- [GIVEN RECORDS]:
# # # # # # #

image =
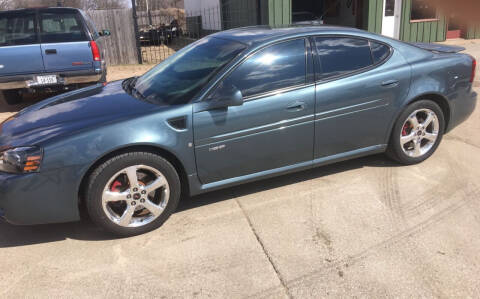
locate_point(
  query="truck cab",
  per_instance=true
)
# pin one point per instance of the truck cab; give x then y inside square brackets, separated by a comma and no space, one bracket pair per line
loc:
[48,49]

# # # # # # #

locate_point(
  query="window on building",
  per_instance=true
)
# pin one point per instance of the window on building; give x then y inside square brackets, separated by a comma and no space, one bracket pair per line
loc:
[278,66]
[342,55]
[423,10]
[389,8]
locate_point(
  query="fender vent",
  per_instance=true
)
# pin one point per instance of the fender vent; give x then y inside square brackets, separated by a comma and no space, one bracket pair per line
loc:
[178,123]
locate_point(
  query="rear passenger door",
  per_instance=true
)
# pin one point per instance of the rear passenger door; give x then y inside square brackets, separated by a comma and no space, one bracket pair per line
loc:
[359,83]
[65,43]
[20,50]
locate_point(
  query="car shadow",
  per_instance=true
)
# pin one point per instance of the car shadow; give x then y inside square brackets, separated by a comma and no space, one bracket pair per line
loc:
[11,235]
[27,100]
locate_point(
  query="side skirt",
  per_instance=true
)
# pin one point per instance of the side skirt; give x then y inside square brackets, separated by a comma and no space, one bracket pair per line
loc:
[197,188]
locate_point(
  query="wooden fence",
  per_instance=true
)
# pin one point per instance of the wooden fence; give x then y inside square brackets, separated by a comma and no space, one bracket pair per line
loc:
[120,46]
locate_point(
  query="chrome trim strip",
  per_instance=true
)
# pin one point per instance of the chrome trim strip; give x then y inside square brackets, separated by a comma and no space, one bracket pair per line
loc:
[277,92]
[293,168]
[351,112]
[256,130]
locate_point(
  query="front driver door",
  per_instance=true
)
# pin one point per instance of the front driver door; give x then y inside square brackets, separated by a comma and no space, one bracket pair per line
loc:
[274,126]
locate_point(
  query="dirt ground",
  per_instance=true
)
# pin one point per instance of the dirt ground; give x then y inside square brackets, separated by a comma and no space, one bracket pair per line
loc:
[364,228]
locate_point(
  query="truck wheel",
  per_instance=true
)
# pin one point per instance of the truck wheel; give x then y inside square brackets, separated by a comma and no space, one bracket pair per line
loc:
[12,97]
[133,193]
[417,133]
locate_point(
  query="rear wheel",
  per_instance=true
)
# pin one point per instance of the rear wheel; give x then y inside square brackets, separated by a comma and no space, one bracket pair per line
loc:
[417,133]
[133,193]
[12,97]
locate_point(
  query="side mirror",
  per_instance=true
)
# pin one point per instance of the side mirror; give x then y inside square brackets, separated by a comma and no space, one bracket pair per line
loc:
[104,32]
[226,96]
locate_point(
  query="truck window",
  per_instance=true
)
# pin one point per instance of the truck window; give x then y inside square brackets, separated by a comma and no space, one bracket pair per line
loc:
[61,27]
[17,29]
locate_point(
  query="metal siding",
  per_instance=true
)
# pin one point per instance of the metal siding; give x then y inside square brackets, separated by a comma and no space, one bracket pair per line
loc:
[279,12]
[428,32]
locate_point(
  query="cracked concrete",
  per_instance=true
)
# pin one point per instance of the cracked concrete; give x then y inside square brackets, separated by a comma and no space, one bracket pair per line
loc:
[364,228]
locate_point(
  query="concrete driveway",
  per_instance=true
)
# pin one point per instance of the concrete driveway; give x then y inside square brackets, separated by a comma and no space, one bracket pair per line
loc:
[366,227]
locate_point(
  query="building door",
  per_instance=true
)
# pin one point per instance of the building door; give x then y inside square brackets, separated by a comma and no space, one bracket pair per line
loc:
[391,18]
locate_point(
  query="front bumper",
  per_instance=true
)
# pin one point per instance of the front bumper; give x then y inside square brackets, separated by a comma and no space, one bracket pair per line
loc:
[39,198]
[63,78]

# # # # # # #

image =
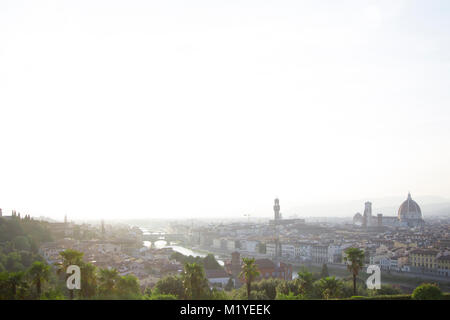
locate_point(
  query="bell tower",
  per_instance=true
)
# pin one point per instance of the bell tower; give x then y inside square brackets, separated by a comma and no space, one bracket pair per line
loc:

# # # # # # #

- [ABOUT THIS EXERCISE]: Using the listing above, work out the number of lines that include "skirt". The reply is that number alone.

- [TASK SOLUTION]: 2